-- Opening Marker --

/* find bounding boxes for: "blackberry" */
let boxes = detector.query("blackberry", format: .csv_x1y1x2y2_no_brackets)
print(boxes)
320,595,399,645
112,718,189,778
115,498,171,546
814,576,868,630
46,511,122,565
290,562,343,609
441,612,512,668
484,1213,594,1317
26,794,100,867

-- Closing Marker --

Work request: Each entry must appear again in the answer exactly as written.

Task answer:
/* find bounding boxes for: "blackberry" */
let boxes = detector.query("blackberry", format: .csv_x1y1x2y2_no_brackets)
print(boxes)
320,595,399,645
112,718,189,778
115,498,171,546
814,576,868,630
46,511,122,565
290,562,343,609
441,612,512,668
484,1213,594,1317
26,794,100,867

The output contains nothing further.